* Begin Data provided *
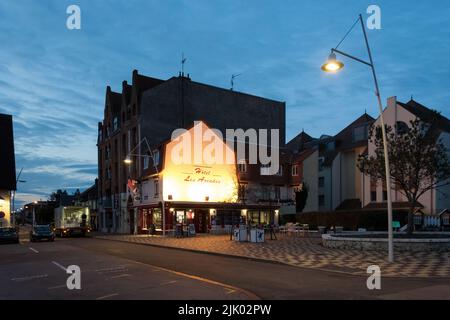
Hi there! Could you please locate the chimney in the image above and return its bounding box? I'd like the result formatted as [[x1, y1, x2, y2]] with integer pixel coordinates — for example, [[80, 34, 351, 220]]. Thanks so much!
[[387, 96, 397, 108]]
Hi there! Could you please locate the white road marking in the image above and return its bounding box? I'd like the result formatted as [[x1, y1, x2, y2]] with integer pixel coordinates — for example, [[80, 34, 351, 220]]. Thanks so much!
[[11, 274, 48, 281], [52, 261, 67, 271], [225, 288, 236, 294], [110, 273, 131, 279], [47, 284, 67, 290], [160, 280, 177, 286], [95, 266, 128, 273], [95, 293, 119, 300]]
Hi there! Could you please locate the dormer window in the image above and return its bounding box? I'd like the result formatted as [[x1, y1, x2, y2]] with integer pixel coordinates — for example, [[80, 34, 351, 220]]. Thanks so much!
[[352, 125, 368, 142], [395, 121, 409, 135], [238, 160, 247, 173]]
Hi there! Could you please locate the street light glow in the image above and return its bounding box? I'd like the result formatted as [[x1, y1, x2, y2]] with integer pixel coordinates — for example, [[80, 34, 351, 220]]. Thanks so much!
[[321, 52, 344, 72]]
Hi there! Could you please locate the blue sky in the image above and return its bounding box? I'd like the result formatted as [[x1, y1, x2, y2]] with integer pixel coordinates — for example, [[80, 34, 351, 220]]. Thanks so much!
[[0, 0, 450, 202]]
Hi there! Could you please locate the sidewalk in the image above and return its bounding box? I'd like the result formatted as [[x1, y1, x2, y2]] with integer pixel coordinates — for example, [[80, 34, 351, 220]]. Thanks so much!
[[93, 234, 450, 278]]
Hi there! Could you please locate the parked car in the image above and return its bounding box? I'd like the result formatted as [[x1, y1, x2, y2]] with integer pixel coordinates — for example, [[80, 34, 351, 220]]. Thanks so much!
[[0, 227, 19, 243], [30, 225, 55, 242]]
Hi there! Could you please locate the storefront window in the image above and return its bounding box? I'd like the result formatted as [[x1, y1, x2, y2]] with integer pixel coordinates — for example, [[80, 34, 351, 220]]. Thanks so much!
[[248, 211, 259, 224], [260, 211, 270, 224], [177, 210, 185, 223], [153, 209, 162, 230]]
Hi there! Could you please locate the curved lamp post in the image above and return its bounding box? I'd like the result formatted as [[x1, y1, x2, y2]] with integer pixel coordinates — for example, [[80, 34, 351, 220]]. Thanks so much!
[[321, 15, 394, 262]]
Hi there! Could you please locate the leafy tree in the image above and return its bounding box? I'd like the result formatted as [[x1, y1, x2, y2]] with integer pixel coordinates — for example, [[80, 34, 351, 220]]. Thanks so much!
[[358, 111, 450, 234]]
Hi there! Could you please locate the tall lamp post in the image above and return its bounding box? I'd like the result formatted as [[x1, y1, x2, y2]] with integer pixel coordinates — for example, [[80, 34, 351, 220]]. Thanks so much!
[[124, 137, 166, 236], [11, 168, 26, 226], [321, 15, 394, 262]]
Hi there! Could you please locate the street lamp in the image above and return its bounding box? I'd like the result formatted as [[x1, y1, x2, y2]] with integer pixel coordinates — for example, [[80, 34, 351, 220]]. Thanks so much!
[[123, 137, 166, 236], [321, 15, 394, 262]]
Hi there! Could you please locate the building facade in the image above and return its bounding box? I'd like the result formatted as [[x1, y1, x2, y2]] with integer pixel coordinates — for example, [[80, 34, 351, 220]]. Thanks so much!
[[97, 70, 285, 233], [0, 114, 16, 227]]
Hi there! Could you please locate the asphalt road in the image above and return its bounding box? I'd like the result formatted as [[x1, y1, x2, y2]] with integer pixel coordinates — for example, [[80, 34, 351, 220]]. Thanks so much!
[[0, 238, 450, 299]]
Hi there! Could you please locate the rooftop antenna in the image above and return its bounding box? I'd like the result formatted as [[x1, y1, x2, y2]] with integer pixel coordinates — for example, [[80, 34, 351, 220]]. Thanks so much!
[[230, 73, 242, 91], [181, 52, 187, 77]]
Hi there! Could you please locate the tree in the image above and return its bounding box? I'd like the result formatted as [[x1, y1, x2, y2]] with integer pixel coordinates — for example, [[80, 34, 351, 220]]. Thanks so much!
[[357, 111, 450, 234]]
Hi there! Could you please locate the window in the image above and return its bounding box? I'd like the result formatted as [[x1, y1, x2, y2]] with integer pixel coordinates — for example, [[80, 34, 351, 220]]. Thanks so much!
[[396, 121, 409, 135], [326, 140, 336, 151], [260, 164, 270, 176], [292, 164, 298, 176], [238, 160, 247, 173], [353, 125, 368, 142], [274, 186, 281, 200], [319, 157, 325, 171], [153, 180, 159, 198], [277, 165, 283, 177], [319, 177, 325, 188], [238, 184, 247, 200], [153, 150, 159, 166], [319, 194, 325, 207], [113, 117, 119, 131]]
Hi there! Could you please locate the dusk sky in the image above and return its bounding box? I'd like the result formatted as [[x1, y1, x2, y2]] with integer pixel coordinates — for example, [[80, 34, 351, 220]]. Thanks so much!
[[0, 0, 450, 203]]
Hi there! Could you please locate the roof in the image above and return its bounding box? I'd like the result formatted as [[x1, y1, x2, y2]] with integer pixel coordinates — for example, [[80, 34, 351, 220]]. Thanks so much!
[[286, 131, 316, 152], [133, 70, 165, 99], [320, 113, 375, 166], [0, 114, 16, 190], [364, 201, 424, 209], [397, 99, 450, 132]]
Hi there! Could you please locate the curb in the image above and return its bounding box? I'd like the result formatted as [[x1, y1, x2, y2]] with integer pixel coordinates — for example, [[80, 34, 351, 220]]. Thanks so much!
[[93, 236, 450, 279]]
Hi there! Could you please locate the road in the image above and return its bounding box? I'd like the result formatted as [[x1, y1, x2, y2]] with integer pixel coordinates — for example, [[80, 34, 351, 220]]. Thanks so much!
[[0, 238, 450, 300]]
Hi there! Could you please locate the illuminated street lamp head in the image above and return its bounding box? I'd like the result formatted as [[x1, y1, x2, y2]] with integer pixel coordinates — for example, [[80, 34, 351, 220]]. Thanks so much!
[[321, 52, 344, 72], [123, 156, 131, 164]]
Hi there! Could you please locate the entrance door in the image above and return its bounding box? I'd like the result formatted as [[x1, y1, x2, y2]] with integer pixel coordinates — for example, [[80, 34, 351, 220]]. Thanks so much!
[[194, 209, 209, 233], [128, 210, 134, 234]]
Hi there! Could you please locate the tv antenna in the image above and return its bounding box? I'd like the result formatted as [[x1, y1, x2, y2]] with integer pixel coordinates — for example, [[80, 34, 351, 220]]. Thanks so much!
[[181, 52, 187, 76], [230, 73, 242, 91]]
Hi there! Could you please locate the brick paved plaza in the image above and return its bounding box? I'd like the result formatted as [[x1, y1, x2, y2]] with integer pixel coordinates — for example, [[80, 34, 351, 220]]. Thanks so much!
[[96, 234, 450, 277]]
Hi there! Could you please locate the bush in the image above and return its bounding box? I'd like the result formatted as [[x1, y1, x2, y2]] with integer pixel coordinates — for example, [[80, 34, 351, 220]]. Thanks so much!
[[296, 210, 408, 231]]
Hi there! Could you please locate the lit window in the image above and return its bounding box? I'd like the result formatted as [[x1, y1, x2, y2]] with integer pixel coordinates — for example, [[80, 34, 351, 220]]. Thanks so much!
[[353, 126, 368, 142], [277, 165, 283, 176], [292, 164, 298, 176], [153, 180, 159, 198], [153, 150, 159, 166], [238, 160, 247, 173], [319, 177, 325, 188], [260, 164, 270, 176]]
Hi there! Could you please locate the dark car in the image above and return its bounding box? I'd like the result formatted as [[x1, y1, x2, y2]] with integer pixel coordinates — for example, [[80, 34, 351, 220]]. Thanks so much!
[[30, 225, 55, 242], [0, 227, 19, 243]]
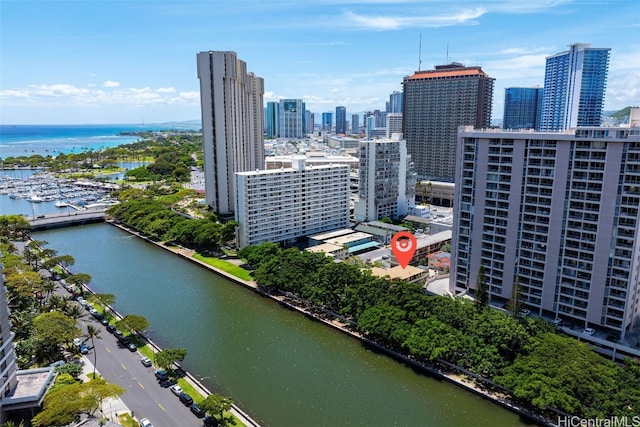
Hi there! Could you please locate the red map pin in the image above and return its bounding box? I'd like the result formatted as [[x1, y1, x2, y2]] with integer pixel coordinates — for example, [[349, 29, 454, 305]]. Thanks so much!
[[391, 231, 418, 268]]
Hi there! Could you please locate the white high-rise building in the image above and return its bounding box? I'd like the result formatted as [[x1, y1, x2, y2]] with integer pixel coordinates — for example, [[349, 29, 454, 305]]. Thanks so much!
[[450, 127, 640, 338], [235, 157, 350, 248], [354, 134, 416, 222], [197, 51, 264, 215], [387, 113, 402, 138]]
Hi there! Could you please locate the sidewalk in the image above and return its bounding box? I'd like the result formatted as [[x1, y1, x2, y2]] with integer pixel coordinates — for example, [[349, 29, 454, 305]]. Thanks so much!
[[76, 356, 131, 427]]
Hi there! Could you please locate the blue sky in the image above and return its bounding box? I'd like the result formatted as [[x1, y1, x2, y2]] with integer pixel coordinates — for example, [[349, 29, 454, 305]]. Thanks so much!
[[0, 0, 640, 124]]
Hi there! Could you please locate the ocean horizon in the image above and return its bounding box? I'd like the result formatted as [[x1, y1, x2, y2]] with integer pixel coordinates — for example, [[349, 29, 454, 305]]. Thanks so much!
[[0, 122, 200, 159]]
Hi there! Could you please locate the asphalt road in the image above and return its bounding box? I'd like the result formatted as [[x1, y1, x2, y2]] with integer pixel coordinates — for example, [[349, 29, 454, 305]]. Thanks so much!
[[66, 289, 203, 427]]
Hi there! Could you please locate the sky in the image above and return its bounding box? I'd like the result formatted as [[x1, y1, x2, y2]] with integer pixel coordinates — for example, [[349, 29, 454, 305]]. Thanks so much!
[[0, 0, 640, 124]]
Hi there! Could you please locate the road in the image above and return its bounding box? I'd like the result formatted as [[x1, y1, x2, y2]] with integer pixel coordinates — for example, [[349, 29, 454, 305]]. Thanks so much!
[[66, 286, 203, 427]]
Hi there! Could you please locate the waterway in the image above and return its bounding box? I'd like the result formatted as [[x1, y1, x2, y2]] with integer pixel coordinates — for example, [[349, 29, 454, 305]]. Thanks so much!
[[33, 224, 528, 427]]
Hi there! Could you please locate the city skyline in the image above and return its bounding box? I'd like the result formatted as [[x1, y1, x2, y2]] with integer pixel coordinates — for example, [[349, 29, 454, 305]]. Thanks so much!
[[0, 0, 640, 124]]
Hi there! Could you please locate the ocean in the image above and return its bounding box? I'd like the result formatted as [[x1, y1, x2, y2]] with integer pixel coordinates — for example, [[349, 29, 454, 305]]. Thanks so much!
[[0, 124, 200, 159]]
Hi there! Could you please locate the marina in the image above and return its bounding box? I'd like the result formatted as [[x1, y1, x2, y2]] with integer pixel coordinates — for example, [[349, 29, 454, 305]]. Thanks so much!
[[0, 172, 120, 215]]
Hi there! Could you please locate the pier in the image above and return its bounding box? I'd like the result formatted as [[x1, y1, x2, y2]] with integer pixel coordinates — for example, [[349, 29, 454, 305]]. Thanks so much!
[[26, 208, 107, 231]]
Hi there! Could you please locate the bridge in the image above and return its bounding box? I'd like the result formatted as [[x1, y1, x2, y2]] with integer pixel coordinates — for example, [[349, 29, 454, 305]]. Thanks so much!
[[26, 208, 107, 231]]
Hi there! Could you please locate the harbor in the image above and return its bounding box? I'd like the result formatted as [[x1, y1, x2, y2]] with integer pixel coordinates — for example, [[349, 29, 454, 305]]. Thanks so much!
[[0, 171, 120, 214]]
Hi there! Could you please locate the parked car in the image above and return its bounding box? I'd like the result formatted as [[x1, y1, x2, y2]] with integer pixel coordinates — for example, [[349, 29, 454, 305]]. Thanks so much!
[[202, 415, 218, 427], [155, 369, 169, 381], [178, 392, 193, 406], [189, 403, 204, 418]]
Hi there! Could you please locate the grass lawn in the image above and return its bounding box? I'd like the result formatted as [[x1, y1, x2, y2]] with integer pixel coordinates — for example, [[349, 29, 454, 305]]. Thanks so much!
[[193, 254, 253, 280]]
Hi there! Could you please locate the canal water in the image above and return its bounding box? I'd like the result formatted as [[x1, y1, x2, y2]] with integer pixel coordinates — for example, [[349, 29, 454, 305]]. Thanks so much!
[[33, 224, 527, 427]]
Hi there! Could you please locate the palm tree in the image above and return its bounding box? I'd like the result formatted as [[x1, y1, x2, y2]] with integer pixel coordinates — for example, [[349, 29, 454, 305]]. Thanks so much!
[[64, 304, 86, 320], [87, 325, 102, 379]]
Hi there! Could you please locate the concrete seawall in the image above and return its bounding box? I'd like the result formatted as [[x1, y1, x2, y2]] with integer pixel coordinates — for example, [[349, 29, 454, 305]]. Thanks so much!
[[107, 221, 557, 427]]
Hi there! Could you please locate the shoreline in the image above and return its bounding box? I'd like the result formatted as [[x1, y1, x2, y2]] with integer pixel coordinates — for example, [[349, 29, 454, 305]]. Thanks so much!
[[106, 220, 556, 427]]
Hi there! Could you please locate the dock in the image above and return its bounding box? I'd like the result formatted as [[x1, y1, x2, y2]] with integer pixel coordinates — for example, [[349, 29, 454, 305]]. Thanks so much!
* End Data provided *
◆ Request ◆
Render the stretch from the line containing "Hi there! Could you please locate the concrete" through the line containing "[[106, 220, 556, 427]]" as a numbered list, omitting any blank lines.

◆ Response for this exercise ◆
1. Hi there! Could you please locate the concrete seawall in the image above and return its bounding box? I'd like the result formatted as [[x1, y1, x2, y2]] with integer pixel coordinates — for example, [[349, 29, 454, 305]]. Thanks so much!
2. [[107, 221, 557, 427]]
3. Hi there! Could you please locate the shoreline in the image above and return its bounding box? I'd like the result formatted as [[x1, y1, x2, y2]] with integer pixel coordinates — for example, [[349, 29, 454, 305]]. Thanks so much!
4. [[106, 220, 556, 427]]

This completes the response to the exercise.